Given request » Extract every line of the records below word for word, leaving out the pictures.

Dataset records on where objects appear:
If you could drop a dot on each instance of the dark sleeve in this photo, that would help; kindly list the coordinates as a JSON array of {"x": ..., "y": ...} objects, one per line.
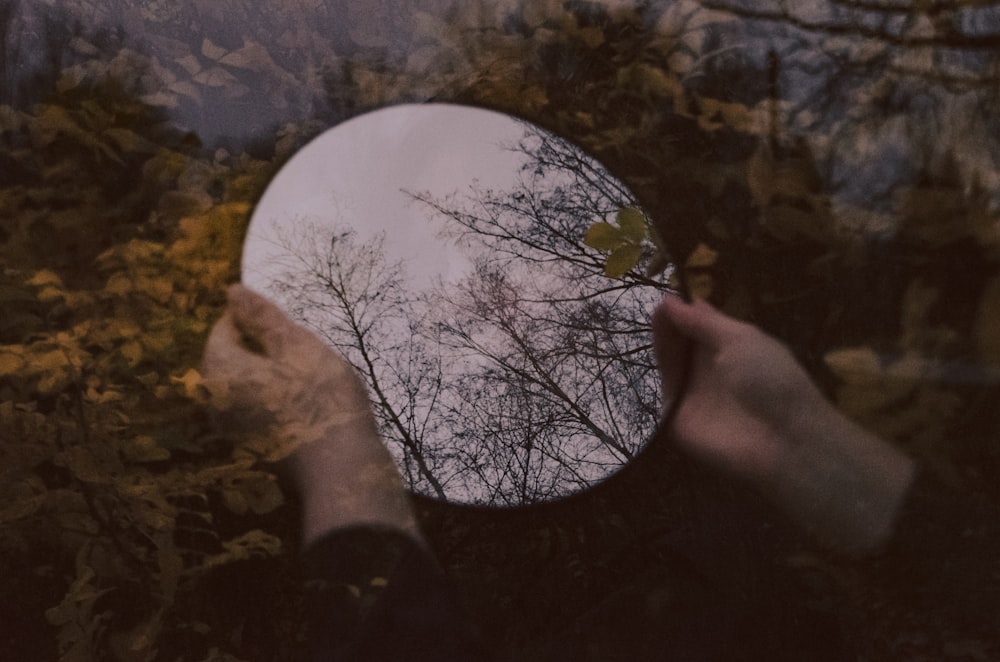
[
  {"x": 945, "y": 555},
  {"x": 378, "y": 595}
]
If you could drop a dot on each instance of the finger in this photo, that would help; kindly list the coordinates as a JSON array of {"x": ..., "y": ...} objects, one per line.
[
  {"x": 260, "y": 320},
  {"x": 669, "y": 347},
  {"x": 701, "y": 322},
  {"x": 225, "y": 353}
]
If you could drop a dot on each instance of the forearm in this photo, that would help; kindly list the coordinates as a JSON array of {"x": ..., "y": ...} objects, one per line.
[
  {"x": 839, "y": 482},
  {"x": 347, "y": 480}
]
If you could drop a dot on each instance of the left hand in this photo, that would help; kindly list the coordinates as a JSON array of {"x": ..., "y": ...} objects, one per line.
[
  {"x": 294, "y": 389},
  {"x": 299, "y": 402}
]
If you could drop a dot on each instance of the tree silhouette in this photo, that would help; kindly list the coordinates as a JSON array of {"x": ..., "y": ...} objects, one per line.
[{"x": 528, "y": 377}]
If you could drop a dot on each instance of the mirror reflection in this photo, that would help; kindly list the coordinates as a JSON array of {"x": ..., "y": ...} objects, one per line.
[{"x": 491, "y": 283}]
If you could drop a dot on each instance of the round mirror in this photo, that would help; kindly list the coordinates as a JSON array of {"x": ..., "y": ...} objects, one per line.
[{"x": 490, "y": 281}]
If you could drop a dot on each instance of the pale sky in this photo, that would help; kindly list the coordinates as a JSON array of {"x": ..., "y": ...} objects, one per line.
[{"x": 354, "y": 173}]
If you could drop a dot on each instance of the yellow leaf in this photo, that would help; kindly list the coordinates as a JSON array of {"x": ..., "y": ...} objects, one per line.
[
  {"x": 132, "y": 351},
  {"x": 11, "y": 361},
  {"x": 145, "y": 449},
  {"x": 43, "y": 278},
  {"x": 987, "y": 329},
  {"x": 119, "y": 284},
  {"x": 621, "y": 260},
  {"x": 633, "y": 224},
  {"x": 191, "y": 382},
  {"x": 603, "y": 237},
  {"x": 702, "y": 257}
]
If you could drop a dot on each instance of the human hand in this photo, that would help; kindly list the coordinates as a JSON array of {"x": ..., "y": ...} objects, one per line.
[
  {"x": 294, "y": 389},
  {"x": 298, "y": 402},
  {"x": 751, "y": 410}
]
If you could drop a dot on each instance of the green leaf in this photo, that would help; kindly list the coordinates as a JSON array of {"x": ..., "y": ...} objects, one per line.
[
  {"x": 621, "y": 260},
  {"x": 603, "y": 237},
  {"x": 633, "y": 224}
]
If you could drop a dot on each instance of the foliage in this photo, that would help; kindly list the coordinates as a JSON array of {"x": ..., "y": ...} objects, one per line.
[
  {"x": 107, "y": 456},
  {"x": 825, "y": 169}
]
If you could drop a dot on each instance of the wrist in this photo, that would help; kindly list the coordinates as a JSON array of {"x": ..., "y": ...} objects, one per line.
[
  {"x": 347, "y": 478},
  {"x": 839, "y": 482}
]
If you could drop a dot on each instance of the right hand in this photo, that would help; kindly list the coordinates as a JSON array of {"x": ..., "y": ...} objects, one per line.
[
  {"x": 750, "y": 409},
  {"x": 745, "y": 390}
]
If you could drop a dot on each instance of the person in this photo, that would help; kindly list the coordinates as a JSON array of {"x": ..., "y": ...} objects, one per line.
[{"x": 748, "y": 409}]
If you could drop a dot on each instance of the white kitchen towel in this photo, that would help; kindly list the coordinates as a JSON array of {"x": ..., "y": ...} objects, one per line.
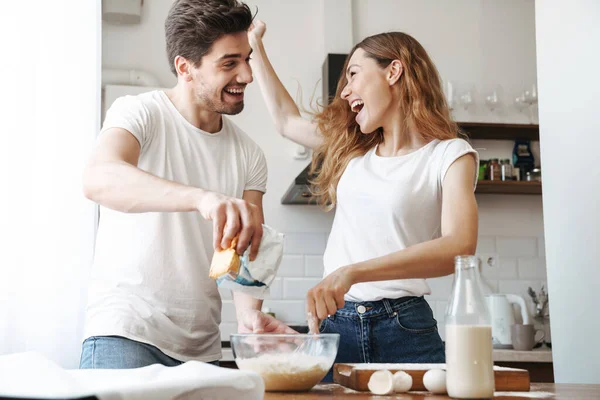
[{"x": 34, "y": 376}]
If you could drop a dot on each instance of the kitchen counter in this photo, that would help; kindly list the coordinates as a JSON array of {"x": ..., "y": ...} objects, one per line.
[
  {"x": 541, "y": 355},
  {"x": 538, "y": 391}
]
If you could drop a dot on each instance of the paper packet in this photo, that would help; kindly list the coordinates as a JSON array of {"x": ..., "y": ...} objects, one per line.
[{"x": 254, "y": 278}]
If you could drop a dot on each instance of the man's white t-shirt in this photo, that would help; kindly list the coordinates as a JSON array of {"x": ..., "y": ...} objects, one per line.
[
  {"x": 150, "y": 275},
  {"x": 386, "y": 204}
]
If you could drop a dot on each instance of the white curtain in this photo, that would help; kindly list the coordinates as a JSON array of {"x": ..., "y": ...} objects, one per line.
[{"x": 49, "y": 117}]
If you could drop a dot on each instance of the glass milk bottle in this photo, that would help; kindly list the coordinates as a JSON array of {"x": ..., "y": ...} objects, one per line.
[{"x": 469, "y": 364}]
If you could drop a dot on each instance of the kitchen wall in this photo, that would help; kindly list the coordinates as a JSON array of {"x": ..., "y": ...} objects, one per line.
[
  {"x": 476, "y": 44},
  {"x": 570, "y": 201}
]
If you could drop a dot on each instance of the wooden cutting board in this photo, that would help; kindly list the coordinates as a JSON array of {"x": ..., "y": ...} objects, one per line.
[{"x": 356, "y": 376}]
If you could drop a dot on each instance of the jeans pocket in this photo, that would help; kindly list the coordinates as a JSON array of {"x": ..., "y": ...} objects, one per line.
[
  {"x": 416, "y": 318},
  {"x": 323, "y": 325}
]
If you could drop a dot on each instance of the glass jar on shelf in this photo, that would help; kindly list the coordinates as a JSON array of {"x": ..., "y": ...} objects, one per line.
[
  {"x": 495, "y": 170},
  {"x": 506, "y": 169}
]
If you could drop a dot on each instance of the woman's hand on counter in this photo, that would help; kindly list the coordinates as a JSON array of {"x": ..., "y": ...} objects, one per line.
[{"x": 254, "y": 321}]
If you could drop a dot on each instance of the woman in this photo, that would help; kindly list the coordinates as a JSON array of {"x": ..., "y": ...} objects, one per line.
[{"x": 403, "y": 187}]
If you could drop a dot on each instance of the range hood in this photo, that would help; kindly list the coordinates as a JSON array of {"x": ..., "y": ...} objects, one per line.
[{"x": 299, "y": 190}]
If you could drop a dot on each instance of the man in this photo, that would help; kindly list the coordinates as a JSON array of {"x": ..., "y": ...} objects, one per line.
[{"x": 166, "y": 165}]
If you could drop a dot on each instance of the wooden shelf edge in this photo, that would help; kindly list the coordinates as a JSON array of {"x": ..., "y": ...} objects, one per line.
[
  {"x": 496, "y": 131},
  {"x": 508, "y": 187}
]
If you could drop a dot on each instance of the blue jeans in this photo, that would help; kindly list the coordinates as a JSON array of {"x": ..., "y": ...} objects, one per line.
[
  {"x": 116, "y": 352},
  {"x": 387, "y": 331}
]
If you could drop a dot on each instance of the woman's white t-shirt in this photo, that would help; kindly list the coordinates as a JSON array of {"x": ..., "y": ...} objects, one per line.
[
  {"x": 386, "y": 204},
  {"x": 150, "y": 275}
]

Answer below »
If you could drop a dot on each instance of the dark sleeve in this photo, that would help; kindly list the coordinates as a JSON array of {"x": ..., "y": ...} objects, one per line.
[
  {"x": 945, "y": 555},
  {"x": 378, "y": 595}
]
If you could drop a dot on each instance of the finger in this photo, that would help; kindly list the coordinates as a JSON array of {"x": ..., "y": ...} objects, one per line.
[
  {"x": 260, "y": 320},
  {"x": 669, "y": 347},
  {"x": 701, "y": 322},
  {"x": 225, "y": 353}
]
If you could drop a dot on each instance of the forearm in this photo, that would help; kindly list the coordinates as a JSON array of {"x": ..., "y": ...} objects, one per line.
[
  {"x": 839, "y": 482},
  {"x": 347, "y": 480}
]
If you could drop a dot on each instance of the left hand in this photo, that would help; kindly list the coordinates as a JSON array of {"x": ..., "y": ...} objects, one per line.
[
  {"x": 294, "y": 389},
  {"x": 299, "y": 402}
]
If you could drop a dot on each instance of the tree silhouette in this photo, that would help; kindly list the coordinates as a JSON array of {"x": ..., "y": ...} objects, one per line.
[{"x": 528, "y": 377}]
If you could drop a dot on each instance of the mirror reflection in this photo, that would help; kindly list the coordinates as a JSON array of {"x": ..., "y": ...} objects, one per line.
[{"x": 491, "y": 283}]
If you could drop a dot on each instance of the round mirror in this photo, that would help; kindly list the coordinates as a JSON array of {"x": ..., "y": ...} objects, one per line.
[{"x": 490, "y": 281}]
If you could drop a dot on each instance of the pale sky in this photo, that would help; kindly list the coordinates as a JSON array of {"x": ..., "y": ...} objects, one per line.
[{"x": 354, "y": 173}]
If you could drop a dot on each instance of the yellow leaf in this photo, that would help; kindly list the coordinates as a JSON array of {"x": ..., "y": ...} objects, one per line.
[
  {"x": 132, "y": 351},
  {"x": 11, "y": 361},
  {"x": 145, "y": 449},
  {"x": 43, "y": 278},
  {"x": 987, "y": 329},
  {"x": 119, "y": 284},
  {"x": 621, "y": 260},
  {"x": 633, "y": 224},
  {"x": 191, "y": 382},
  {"x": 603, "y": 237},
  {"x": 702, "y": 257}
]
If you could drop a dot on each instance of the human hand in this photo, that would help; kindly list the coordinates as a JSON array of {"x": ..., "y": ...} objects, one per line.
[
  {"x": 294, "y": 389},
  {"x": 298, "y": 402},
  {"x": 751, "y": 410}
]
If you could drop a dot on each instance of the green leaf in this photo, that would help; kindly list the coordinates as a JSON array of {"x": ..., "y": ...} objects, one per line.
[
  {"x": 621, "y": 260},
  {"x": 603, "y": 237},
  {"x": 633, "y": 224}
]
If you could drop a dot on each instance of the foliage in this photo, that would help; kindly list the coordinates as a JSON array of {"x": ..., "y": ...} objects, one per line.
[
  {"x": 107, "y": 456},
  {"x": 825, "y": 169}
]
If you could drop a dot on each instance of the wrist in this photo, that would help; kindly list the coordinates as a JSON array of {"x": ..., "y": ...} objects, one per line.
[
  {"x": 347, "y": 478},
  {"x": 839, "y": 482}
]
If you could drop a dot on each instance of the right hand in this photo, that would help; kindly list the coordinates as a JSON array of {"x": ..., "y": ...} objects, one per line.
[
  {"x": 750, "y": 409},
  {"x": 745, "y": 390}
]
If you could drop a dot on each instance of the person in this photo, that would help; kindly list the coordinates as a JSON array of {"x": ..., "y": ...} objects, one per line.
[{"x": 748, "y": 409}]
If you could drop a dot on each instance of the white kitchen towel in this photo, that would help; kindly list the coordinates as a JSON array of {"x": ..., "y": ...} objects, one per line.
[{"x": 34, "y": 376}]
If you could drop a dot on each instance of the kitchen counter in this photo, that would help; kindly list the coordinates as a JSON array of {"x": ..., "y": ...} objects, one per line.
[
  {"x": 541, "y": 355},
  {"x": 538, "y": 391}
]
If you could drop a dot on each instance of the paper packet in this photo, that would help; kindly list the coordinates as a JSON array of {"x": ..., "y": ...} objects, one per line.
[{"x": 254, "y": 278}]
If you could drop a dot on each instance of the man's white t-shirt in this photo, that would help; kindly list the coordinates as a JSON array of {"x": ..., "y": ...} objects, one per line.
[
  {"x": 150, "y": 275},
  {"x": 386, "y": 204}
]
If you could drop a dot on each instance of the white curtain in this photo, that would help; kindly list the coordinates as a JSON array of {"x": ..., "y": ...} objects, one per line.
[{"x": 49, "y": 117}]
If you could drop a dot on each instance of the glass milk bottle in this photo, that would help; kindly list the coordinates as a JSON array of {"x": ..., "y": ...} objects, one per line.
[{"x": 469, "y": 364}]
If you could drop a dot on each instance of the kitchen wall in this photo, that would help; kindly list the coordinates as a JSON array of {"x": ..., "y": ...} objects, one per line.
[
  {"x": 476, "y": 44},
  {"x": 570, "y": 201}
]
If you could drop a dot on each instance of the wooden cutting board in this photo, that would help; kindly list the coordinates as a JSON array of {"x": ..., "y": ...} objects, one per line.
[{"x": 356, "y": 376}]
If you could drop a dot on each instance of the jeans pocket in this photo, that would help; kindly list the coordinates as a JSON array of {"x": ..., "y": ...} objects, one per line.
[
  {"x": 416, "y": 318},
  {"x": 323, "y": 325}
]
If you could drop a dot on each instance of the glass jar on shelf in this photo, that would help; kindly list the coordinates as a JSON array of {"x": ..., "y": ...} objects, one per line.
[
  {"x": 495, "y": 170},
  {"x": 506, "y": 169}
]
If you could drop a dot on each instance of the woman's hand on counter in this photo, that would help; kindly list the coordinates as a JSON array of {"x": ..., "y": ...} objects, one per line.
[{"x": 254, "y": 321}]
If you could drop a dot on each instance of the woman in this photo, that would help; kindly list the coordinates as a JSON array of {"x": ..., "y": ...} objects, one per line.
[{"x": 403, "y": 187}]
If you could drop a dot on each instance of the range hood in this photo, that would help; kindly list the coordinates as a JSON array of {"x": ..., "y": ...} objects, one per line.
[{"x": 299, "y": 190}]
If you could drop a dot on each instance of the man in this photo, that would help; kindly list the coordinates as a JSON array of {"x": ..., "y": ...} objects, one per line.
[{"x": 166, "y": 165}]
If you could drop a dot on each instance of the wooden shelf edge in this photo, that would help; kindly list the coordinates as a JSON array of {"x": ..., "y": ...} objects, one per line.
[
  {"x": 496, "y": 131},
  {"x": 508, "y": 187}
]
If you could drop a dot on each instance of the blue jeans in this photo, that would help; kindly list the coordinates as a JSON array of {"x": ..., "y": ...} objects, one per line.
[
  {"x": 116, "y": 352},
  {"x": 387, "y": 331}
]
If you could drop a dot on each instance of the woman's white t-shirt in this photo, that would help; kindly list the coordinates as a JSON array of {"x": ..., "y": ...} objects, one per line.
[
  {"x": 386, "y": 204},
  {"x": 150, "y": 275}
]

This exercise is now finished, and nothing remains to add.